## [EXERCISE DESCRIPTION]
Copy the job posting from "Shape the direction" to "into production environments.", substituting "reliable" for "scalable".

## [SELECTED TEXT]
-=-=-=-=-
Senior Applied AI Engineer – ML for Systems & Infrastructure

Databricks
Mountain View, CA, USA2025-02-12

About the job

As a Senior Applied AI Engineer at Databricks, you will apply machine learning, scheduling and optimization algorithms to improve the efficiency and performance of our engineering systems and infrastructure. From cluster management all the way down to query compilation, our Applied AI team works on some of the hardest, most interesting problems facing the business, making Databricks infrastructure and products as performant and cost-efficient as possible. This is a high impact problem as our customers look at us to deliver the most optimized workloads.

Responsibilities

Build end-to-end systems from the ground up in a small team of experienced people.

Shape the direction of our applied ML areas of investment by engaging with engineering and product teams across the company.

Drive the development and deployment of state-of-the-art AI models and systems that directly impact the capabilities and performance of Databricks' products, infrastructure and services.

Architect and implement robust, scalable ML infrastructure, including data storage and processing, model training and serving components, and monitoring and reporting systems to support seamless integration of AI/ML models into production environments.

Work on novel modeling techniques in the field of ML for Systems

Contribute to the broader AI community by publishing research, presenting at conferences, and actively participating in open-source projects, enhancing Databricks' reputation as an industry leader.

Qualifications

Minimum

2-8 years of machine learning engineering experience in high velocity, high-growth companies

Strong understanding of both computer systems and statistics

Large breadth of knowledge or interest in mathematical modeling beyond ML (OR, combinatorial optimization

Experience developing AI/ML systems at scale in production

Strong track record of ML modeling that goes beyond using standard libraries.

Strong coding and software engineering skills, and familiarity with software engineering principles around testing, code reviews and deployment.

Experience deploying, scaling and monitoring models in production; deep understanding of the unique infrastructure challenges posed by training and serving predictions in Tier 0 environments.

Preferred

No preferred qualifications listed.
-=-=-=-=-
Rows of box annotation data
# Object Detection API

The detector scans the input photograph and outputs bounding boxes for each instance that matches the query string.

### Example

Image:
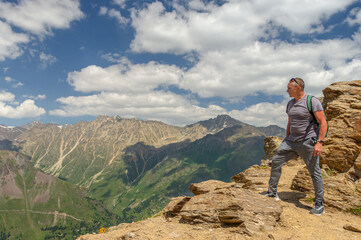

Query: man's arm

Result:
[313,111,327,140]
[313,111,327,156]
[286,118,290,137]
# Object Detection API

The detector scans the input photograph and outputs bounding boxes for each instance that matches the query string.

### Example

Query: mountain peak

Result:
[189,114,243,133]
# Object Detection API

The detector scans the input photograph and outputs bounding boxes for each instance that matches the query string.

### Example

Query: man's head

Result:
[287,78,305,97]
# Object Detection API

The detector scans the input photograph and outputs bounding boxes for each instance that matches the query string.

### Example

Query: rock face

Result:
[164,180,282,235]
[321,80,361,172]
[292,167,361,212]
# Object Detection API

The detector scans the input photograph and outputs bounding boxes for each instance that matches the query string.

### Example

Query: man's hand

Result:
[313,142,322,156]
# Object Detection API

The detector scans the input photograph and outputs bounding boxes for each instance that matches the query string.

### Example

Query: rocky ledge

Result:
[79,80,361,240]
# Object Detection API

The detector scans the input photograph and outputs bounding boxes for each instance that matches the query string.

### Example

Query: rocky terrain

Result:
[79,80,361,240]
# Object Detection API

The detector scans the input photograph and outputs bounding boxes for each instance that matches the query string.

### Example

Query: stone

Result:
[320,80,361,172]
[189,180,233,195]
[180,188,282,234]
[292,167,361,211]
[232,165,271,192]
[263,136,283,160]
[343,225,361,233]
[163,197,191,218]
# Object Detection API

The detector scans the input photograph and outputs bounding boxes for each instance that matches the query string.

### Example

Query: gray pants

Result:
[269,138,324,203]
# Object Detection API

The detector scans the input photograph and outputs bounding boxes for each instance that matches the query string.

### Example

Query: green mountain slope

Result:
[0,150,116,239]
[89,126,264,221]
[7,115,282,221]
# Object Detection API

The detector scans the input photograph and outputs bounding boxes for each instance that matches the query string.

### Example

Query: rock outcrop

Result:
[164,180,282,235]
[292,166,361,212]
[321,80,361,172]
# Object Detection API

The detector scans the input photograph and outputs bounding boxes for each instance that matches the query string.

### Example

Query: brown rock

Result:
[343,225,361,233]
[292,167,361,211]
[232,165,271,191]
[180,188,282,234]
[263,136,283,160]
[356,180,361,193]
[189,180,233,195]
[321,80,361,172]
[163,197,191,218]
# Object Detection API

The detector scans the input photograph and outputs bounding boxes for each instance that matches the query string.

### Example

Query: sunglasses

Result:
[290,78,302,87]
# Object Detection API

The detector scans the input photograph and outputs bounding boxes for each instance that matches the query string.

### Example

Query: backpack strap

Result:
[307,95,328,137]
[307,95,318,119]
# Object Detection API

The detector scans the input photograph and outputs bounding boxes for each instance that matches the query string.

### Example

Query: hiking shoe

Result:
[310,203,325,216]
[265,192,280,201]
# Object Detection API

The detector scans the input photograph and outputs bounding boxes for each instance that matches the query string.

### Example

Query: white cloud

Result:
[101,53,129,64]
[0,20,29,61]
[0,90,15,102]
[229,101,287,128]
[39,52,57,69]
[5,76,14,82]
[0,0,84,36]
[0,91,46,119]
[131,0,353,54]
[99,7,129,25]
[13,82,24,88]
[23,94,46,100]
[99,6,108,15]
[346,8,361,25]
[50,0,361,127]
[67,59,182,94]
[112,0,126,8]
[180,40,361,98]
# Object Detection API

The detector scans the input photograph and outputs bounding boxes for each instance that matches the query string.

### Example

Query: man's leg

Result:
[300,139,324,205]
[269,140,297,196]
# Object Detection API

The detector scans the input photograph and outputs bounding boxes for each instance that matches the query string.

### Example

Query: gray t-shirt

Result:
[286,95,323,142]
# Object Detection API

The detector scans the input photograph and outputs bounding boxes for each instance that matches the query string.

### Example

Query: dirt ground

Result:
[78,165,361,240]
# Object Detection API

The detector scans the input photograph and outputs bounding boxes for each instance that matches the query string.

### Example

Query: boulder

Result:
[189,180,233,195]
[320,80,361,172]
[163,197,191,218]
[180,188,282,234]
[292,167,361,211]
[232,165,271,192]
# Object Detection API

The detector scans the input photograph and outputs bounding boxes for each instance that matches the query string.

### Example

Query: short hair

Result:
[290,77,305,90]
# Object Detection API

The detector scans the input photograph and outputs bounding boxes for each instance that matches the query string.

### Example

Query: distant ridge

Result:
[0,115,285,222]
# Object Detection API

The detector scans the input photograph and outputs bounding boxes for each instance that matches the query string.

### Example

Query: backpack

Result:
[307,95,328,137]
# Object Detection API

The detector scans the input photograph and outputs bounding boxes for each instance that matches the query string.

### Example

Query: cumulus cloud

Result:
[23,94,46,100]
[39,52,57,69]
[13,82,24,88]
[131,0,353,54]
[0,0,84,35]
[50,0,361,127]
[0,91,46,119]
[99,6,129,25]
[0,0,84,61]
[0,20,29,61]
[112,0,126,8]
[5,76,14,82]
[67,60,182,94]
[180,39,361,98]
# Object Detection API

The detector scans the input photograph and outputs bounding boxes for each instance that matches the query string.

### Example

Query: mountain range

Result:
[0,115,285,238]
-=-=-=-=-
## [RESPONSE BELOW]
Shape the direction of our applied ML areas of investment by engaging with engineering and product teams across the company.

Drive the development and deployment of state-of-the-art AI models and systems that directly impact the capabilities and performance of Databricks' products, infrastructure and services.

Architect and implement robust, reliable ML infrastructure, including data storage and processing, model training and serving components, and monitoring and reporting systems to support seamless integration of AI/ML models into production environments.